Retype the passage on data breaches word for word, starting with "These data breaches" and going on through "Assessment 2024 report.".

═══ Reading text

Businesses and organizations in every industry, from education to healthcare, are facing more cyberattacks than ever. That’s why it’s essential that they learn how to mitigate data security risk. In fact, 74% of organizations say their sensitive data was potentially compromised or breached at least once in the past year, according to a 2023 survey of security decision makers by Forrester Research.

These data breaches are also growing more expensive. The percentage of organizations that said they suffered a breach that cost $1 million or more over the past three years has risen from 27% to 36% in just a year, according to PricewaterhouseCoopers’s 2024 Global Digital Trust Insights survey. Furthermore, the Department of Homeland Security warns that financially motivated cyber threat actors are likely to impose significant financial costs on the U.S. economy in 2024 in its Homeland Threat Assessment 2024 report.

As security threats evolve, organizations must take a comprehensive, defense-in-depth approach to protect sensitive data and meet the latest data center security and privacy compliance requirements, particularly as they increasingly adopt cloud applications and hybrid workers arrangements, which expand the digital attack surface.

══════
═══ Source data

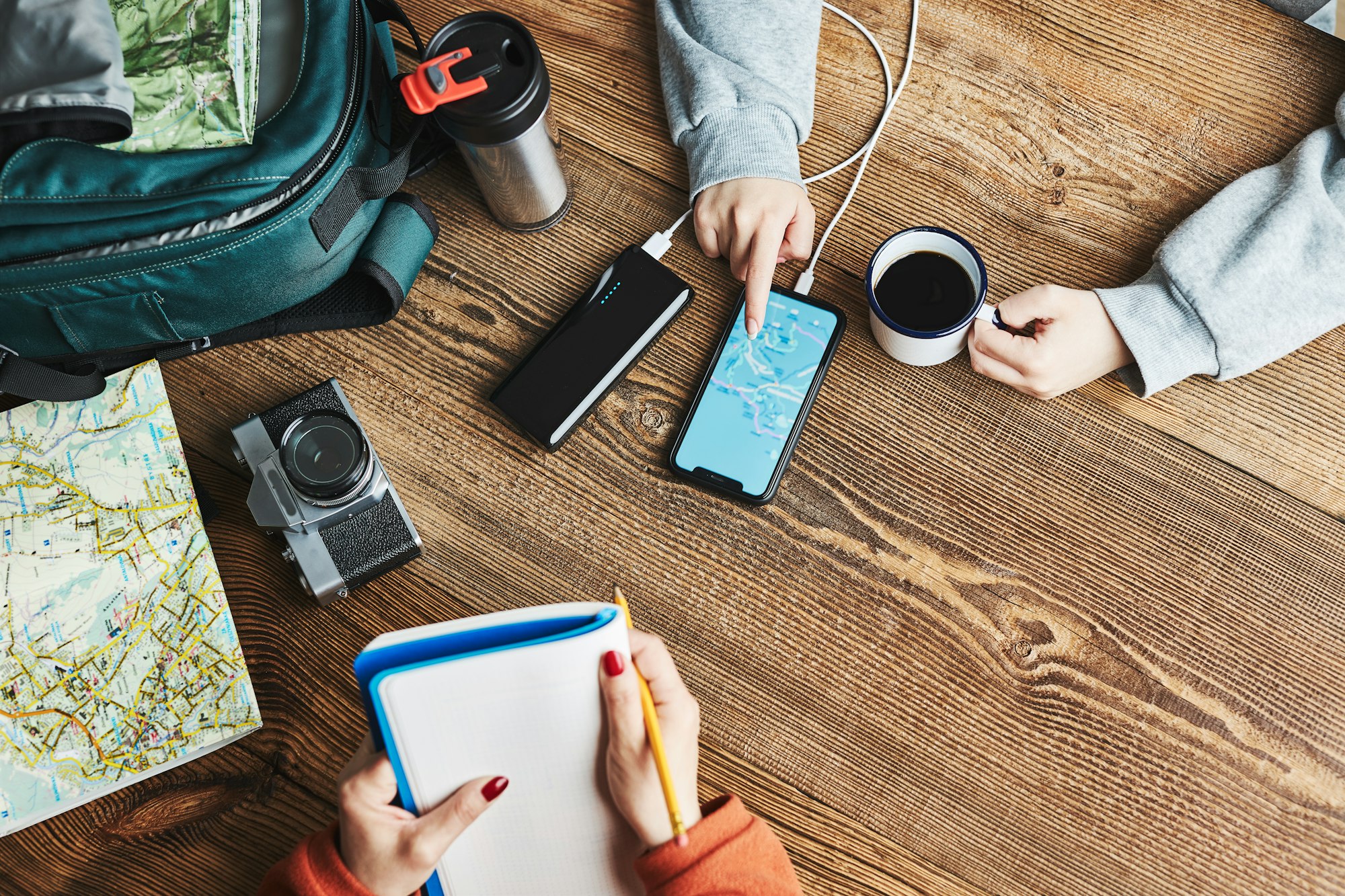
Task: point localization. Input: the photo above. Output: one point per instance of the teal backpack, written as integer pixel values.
(108, 259)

══════

*Answer below:*
These data breaches are also growing more expensive. The percentage of organizations that said they suffered a breach that cost $1 million or more over the past three years has risen from 27% to 36% in just a year, according to PricewaterhouseCoopers’s 2024 Global Digital Trust Insights survey. Furthermore, the Department of Homeland Security warns that financially motivated cyber threat actors are likely to impose significant financial costs on the U.S. economy in 2024 in its Homeland Threat Assessment 2024 report.